== TEXTAUSZUG ==

Sonderausstellung in der Gedenkstätte Deutscher Widerstand widmet sich dem Reichskriegsgericht / Von 1936 bis 1943 war der Sitz in Berlin  ■ Von Severin Weiland

Keinem einzigen Juristen, der im Nationalsozialismus das pervertierte Recht mitgetragen und in Sondergerichten oder am Volksgerichtshof gewütet hatte, wurde je der Prozeß gemacht. Auch die Repräsentanten des Reichskriegsgerichts, das von 1936 bis 1943 im heutigen Berliner Kammergericht in der Witzlebenstraße 4–10 tagte, blieben unbehelligt. Wie weit die personelle Kontinuität der Wehrjustiz bis in die Frühzeit der Bundesrepublik reichte, dokumentiert derzeit eine Sonderausstellung zur Rolle des Reichkriegsgerichts in der Gedenkstätte Deutscher Widerstand. Einige der Militärjuristen, wie etwa Ernst Kanter, stiegen sogar in höchste Ämter auf. 1958 wurde der vormalige Senatsrichter am Reichskriegsgericht Vorsitzender für politische Strafsachen am Bundesgerichtshof.

===
== BEREITGESTELLTE EINTRÄGE ==

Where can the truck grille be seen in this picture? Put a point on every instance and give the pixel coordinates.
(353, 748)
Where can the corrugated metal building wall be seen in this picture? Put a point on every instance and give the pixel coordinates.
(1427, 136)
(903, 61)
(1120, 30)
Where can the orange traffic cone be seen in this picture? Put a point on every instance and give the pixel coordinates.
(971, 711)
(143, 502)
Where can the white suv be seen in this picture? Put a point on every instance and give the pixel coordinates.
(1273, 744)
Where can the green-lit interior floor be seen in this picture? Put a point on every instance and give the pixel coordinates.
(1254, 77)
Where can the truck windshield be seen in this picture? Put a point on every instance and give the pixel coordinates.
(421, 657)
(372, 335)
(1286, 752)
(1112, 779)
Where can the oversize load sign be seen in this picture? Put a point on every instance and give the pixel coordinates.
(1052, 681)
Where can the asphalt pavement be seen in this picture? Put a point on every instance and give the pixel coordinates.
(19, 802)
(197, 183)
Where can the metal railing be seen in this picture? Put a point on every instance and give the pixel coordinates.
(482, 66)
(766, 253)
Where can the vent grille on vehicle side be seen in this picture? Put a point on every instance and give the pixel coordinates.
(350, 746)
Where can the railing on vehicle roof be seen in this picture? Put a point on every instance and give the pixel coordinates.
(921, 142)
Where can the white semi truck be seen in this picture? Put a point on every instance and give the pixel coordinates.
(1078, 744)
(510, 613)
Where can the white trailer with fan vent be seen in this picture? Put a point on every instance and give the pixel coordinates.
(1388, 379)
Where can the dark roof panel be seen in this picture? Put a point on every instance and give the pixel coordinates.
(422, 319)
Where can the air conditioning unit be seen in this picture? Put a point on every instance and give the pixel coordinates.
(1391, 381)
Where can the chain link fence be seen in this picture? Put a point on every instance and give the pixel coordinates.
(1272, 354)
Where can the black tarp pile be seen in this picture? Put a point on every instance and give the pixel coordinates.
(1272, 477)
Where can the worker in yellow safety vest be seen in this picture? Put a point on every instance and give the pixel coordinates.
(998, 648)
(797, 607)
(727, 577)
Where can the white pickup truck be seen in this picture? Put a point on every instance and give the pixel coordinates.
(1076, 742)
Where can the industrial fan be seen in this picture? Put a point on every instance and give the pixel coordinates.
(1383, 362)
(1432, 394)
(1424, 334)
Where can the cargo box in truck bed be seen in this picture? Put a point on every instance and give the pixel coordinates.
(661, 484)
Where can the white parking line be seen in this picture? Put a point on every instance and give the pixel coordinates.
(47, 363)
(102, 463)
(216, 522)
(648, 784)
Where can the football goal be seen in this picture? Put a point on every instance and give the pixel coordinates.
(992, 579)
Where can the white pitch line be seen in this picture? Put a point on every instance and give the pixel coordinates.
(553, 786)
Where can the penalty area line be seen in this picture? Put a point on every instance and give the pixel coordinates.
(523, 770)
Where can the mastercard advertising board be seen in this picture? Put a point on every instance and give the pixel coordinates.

===

▶ **AUFGABE 1**:
Beantworten Sie anhand des Textauszugs die folgenden Fragen:
(a) In welchem Zeitraum tagte das Reichskriegsgericht im heutigen Berliner Kammergericht?
(b) In welcher Einrichtung ist die Sonderausstellung derzeit zu sehen?
(c) Welches Amt übernahm Ernst Kanter im Jahr 1958?
▶ **AUFGABE 2**:
Kopieren Sie aus dem Textauszug wortgetreu den Abschnitt, der mit „Keinem einzigen Juristen, der“ beginnt und bis einschließlich „Strafsachen am Bundesgerichtshof.“ reicht.
Stützen Sie sich ausschließlich auf den Textauszug.

▶ **VOLLSTÄNDIGE ANTWORT 1**:
(a) Von 1936 bis 1943.
(b) In der Gedenkstätte Deutscher Widerstand.
(c) Er wurde Vorsitzender für politische Strafsachen am Bundesgerichtshof.

▶ **VOLLSTÄNDIGE ANTWORT 2**:
Keinem einzigen Juristen, der im Nationalsozialismus das pervertierte Recht mitgetragen und in Sondergerichten oder am Volksgerichtshof gewütet hatte, wurde je der Prozeß gemacht. Auch die Repräsentanten des Reichskriegsgerichts, das von 1936 bis 1943 im heutigen Berliner Kammergericht in der Witzlebenstraße 4–10 tagte, blieben unbehelligt. Wie weit die personelle Kontinuität der Wehrjustiz bis in die Frühzeit der Bundesrepublik reichte, dokumentiert derzeit eine Sonderausstellung zur Rolle des Reichkriegsgerichts in der Gedenkstätte Deutscher Widerstand. Einige der Militärjuristen, wie etwa Ernst Kanter, stiegen sogar in höchste Ämter auf. 1958 wurde der vormalige Senatsrichter am Reichskriegsgericht Vorsitzender für politische Strafsachen am Bundesgerichtshof.